INFORMATION GIVEN
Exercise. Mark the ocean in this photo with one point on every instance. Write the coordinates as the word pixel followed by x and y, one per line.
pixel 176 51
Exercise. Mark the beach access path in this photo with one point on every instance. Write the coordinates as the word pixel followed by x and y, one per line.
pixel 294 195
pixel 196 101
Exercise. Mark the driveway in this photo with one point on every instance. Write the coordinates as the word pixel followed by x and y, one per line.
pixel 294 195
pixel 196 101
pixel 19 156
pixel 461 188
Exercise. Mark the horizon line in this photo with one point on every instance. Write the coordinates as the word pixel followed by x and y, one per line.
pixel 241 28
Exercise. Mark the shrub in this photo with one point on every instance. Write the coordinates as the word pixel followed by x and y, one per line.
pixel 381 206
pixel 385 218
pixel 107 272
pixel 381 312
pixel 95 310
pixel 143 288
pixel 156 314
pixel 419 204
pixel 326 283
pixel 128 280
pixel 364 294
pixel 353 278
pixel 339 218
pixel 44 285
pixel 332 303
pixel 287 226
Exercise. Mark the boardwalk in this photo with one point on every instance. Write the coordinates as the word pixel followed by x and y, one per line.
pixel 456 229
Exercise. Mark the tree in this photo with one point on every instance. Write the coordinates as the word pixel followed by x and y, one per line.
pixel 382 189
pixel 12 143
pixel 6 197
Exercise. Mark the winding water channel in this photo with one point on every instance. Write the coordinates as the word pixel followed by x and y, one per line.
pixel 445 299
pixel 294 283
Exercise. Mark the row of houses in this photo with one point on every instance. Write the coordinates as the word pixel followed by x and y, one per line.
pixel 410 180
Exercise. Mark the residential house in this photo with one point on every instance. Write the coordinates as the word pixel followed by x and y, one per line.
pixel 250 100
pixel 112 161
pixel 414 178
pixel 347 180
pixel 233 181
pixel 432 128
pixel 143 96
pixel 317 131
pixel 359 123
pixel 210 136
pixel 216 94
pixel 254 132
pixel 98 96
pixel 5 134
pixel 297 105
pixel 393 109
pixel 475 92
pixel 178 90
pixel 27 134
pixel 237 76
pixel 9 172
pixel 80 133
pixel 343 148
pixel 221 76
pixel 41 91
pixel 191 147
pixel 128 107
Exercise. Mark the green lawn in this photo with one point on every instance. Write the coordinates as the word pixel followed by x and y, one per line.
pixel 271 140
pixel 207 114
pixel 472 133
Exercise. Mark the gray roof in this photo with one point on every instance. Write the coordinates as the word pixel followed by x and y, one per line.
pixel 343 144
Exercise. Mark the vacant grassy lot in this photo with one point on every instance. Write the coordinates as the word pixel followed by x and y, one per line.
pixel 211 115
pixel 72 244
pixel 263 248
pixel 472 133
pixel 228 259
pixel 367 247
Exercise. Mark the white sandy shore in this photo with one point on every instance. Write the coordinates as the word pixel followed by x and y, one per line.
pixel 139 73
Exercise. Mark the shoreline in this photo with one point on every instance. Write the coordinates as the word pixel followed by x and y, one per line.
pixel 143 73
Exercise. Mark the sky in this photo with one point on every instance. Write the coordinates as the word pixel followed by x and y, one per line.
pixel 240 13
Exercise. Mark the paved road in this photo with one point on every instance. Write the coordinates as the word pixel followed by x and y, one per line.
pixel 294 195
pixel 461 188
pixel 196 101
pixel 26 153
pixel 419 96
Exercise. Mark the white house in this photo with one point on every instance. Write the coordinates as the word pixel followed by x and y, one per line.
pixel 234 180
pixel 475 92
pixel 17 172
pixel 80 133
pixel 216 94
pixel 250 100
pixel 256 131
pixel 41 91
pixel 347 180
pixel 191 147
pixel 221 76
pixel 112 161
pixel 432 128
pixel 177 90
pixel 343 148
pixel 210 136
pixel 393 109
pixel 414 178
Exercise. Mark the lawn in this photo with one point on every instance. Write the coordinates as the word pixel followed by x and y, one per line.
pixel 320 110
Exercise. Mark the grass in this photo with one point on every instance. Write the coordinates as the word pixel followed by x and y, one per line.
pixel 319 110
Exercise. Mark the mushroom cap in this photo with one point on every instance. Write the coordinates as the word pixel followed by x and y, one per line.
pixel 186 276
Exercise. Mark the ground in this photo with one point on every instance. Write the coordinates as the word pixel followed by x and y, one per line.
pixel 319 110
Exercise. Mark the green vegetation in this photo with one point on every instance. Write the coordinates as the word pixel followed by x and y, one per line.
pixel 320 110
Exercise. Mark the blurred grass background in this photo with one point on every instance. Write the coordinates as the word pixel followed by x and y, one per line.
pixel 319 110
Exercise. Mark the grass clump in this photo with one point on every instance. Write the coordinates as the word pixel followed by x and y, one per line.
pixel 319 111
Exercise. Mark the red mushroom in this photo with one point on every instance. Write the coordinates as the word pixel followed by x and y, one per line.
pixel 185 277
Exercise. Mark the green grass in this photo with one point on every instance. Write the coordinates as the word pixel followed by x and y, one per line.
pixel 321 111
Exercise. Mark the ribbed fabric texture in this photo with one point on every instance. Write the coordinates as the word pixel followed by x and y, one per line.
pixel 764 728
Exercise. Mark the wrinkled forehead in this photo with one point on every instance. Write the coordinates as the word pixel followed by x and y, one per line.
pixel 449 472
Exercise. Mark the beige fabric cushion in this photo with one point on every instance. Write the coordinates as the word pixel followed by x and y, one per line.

ACTIVITY
Each entry, from start to finish, must be restated exactly.

RESPONSE TO THE EXERCISE
Exercise. Mark the ocean in this photo with one point on every instance. Write the coordinates as the word pixel followed by x and y, one per line.
pixel 176 51
Exercise. Mark the beach access path in this photo with one point on every instance. Write the coordinates as the word pixel followed by x and y, one per line.
pixel 294 195
pixel 196 101
Exercise. Mark the driveway in this photo with one point on every instance. Write the coordinates as the word pixel followed by x and y, one per line.
pixel 294 195
pixel 196 101
pixel 19 156
pixel 461 188
Exercise. Mark the horizon line in this photo with one point on every instance. Write the coordinates as the word pixel followed by x and y, one per line.
pixel 241 28
Exercise. Mark the shrub in this photo with one point on every instance. Write the coordinates as the word pixel followed by x and y, one per line.
pixel 381 206
pixel 385 218
pixel 107 272
pixel 381 312
pixel 95 310
pixel 143 288
pixel 156 314
pixel 419 204
pixel 326 283
pixel 128 280
pixel 364 294
pixel 353 278
pixel 339 218
pixel 44 285
pixel 332 303
pixel 287 226
Exercise. Mark the boardwalk in this photo with one point on every instance. Write the coordinates as the word pixel followed by x and y, one per line.
pixel 456 229
Exercise. Mark the tree in this photo with one point on every instance. Write the coordinates as the word pixel followed by x and y, one per line.
pixel 382 189
pixel 12 143
pixel 6 197
Exercise. Mark the winding water channel in this photo with one point on every instance. Write the coordinates as the word pixel followed by x and y, one per line.
pixel 445 299
pixel 294 283
Exercise. Mark the row of houses in this photo with one point on every instance. Write the coordinates as the word pixel followed by x and y, one per line.
pixel 410 180
Exercise. Mark the residential house in this photo with one point on every instance. Write the coordinates as the word pixel followed by x and y, one per line.
pixel 250 100
pixel 112 161
pixel 414 178
pixel 347 180
pixel 233 181
pixel 432 128
pixel 143 96
pixel 317 131
pixel 359 123
pixel 210 136
pixel 216 94
pixel 254 132
pixel 98 96
pixel 5 134
pixel 297 105
pixel 393 109
pixel 475 92
pixel 178 90
pixel 27 134
pixel 237 76
pixel 9 172
pixel 80 133
pixel 343 148
pixel 221 76
pixel 41 91
pixel 191 147
pixel 128 107
Exercise. Mark the green lawn in this photo with one point on every instance. Write the coordinates as the word pixel followed by x and y, one per line.
pixel 271 140
pixel 207 114
pixel 472 133
Exercise. Mark the gray roof in this photo with one point on every instance. Write the coordinates as the word pixel followed by x and y, one per line.
pixel 343 144
Exercise. Mark the vacant grassy lot in this photo with one point on every instance. Write the coordinates as the word pixel followed by x and y, one per line.
pixel 211 115
pixel 72 244
pixel 263 248
pixel 472 133
pixel 228 259
pixel 367 247
Exercise. Mark the white sandy shore in this photo with one point on every instance. Write the coordinates as the word pixel followed by x and y, one per line.
pixel 139 73
Exercise. Mark the shoreline in this photo with one point on every instance. Write the coordinates as the word pixel followed by x and y, one per line.
pixel 143 73
Exercise. Mark the sky in this photo with one point on every instance. Write the coordinates as the word pixel followed by x and y, one per line.
pixel 240 13
Exercise. Mark the paved road in this photo with one point on every instance. Write the coordinates as the word pixel followed by x and y, one per line.
pixel 294 195
pixel 461 188
pixel 196 101
pixel 26 153
pixel 419 96
Exercise. Mark the white house in this photo with one point on every instance. Write the coordinates as the word pixel followed by x and y, one per line.
pixel 234 180
pixel 475 92
pixel 17 172
pixel 80 133
pixel 216 94
pixel 250 100
pixel 256 131
pixel 41 91
pixel 347 180
pixel 191 147
pixel 221 76
pixel 112 161
pixel 432 128
pixel 177 90
pixel 343 148
pixel 210 136
pixel 393 109
pixel 414 178
Exercise. Mark the lawn in this photo with one point on every instance. Write the coordinates as the word pixel followed by x and y, one per line.
pixel 320 110
Exercise. Mark the grass in this photo with one point on every instance. Write the coordinates as the word pixel followed by x and y, one per line.
pixel 319 110
Exercise. Mark the mushroom cap in this photo with one point on every instance. Write the coordinates as the word pixel followed by x and y, one per line.
pixel 186 276
Exercise. Mark the ground in this photo with one point on every instance. Write the coordinates as the word pixel followed by x and y, one per line.
pixel 319 110
Exercise. Mark the green vegetation in this photo with one point on every instance. Write the coordinates as the word pixel followed by x and y, one per line.
pixel 320 110
Exercise. Mark the blurred grass background in this photo with one point on every instance. Write the coordinates as the word pixel followed by x and y, one per line.
pixel 319 110
Exercise. Mark the grass clump in this photo with one point on every instance. Write the coordinates as the word pixel followed by x and y, one per line.
pixel 319 111
Exercise. Mark the red mushroom in this photo with one point on every instance. Write the coordinates as the word pixel followed by x and y, one per line.
pixel 185 277
Exercise. Mark the green grass in this photo with one point on every instance. Write the coordinates as the word pixel followed by x and y, one per line.
pixel 321 111
Exercise. Mark the ribbed fabric texture in this photo with one point on every instance. Write the coordinates as the word pixel followed by x and y, one per line.
pixel 764 728
Exercise. Mark the wrinkled forehead in this photo with one point on every instance. Write the coordinates as the word pixel followed by x and y, one per line.
pixel 449 472
Exercise. Mark the beige fabric cushion in this photo with one point on every instance. Write the coordinates as the word pixel followed by x and y, one per line.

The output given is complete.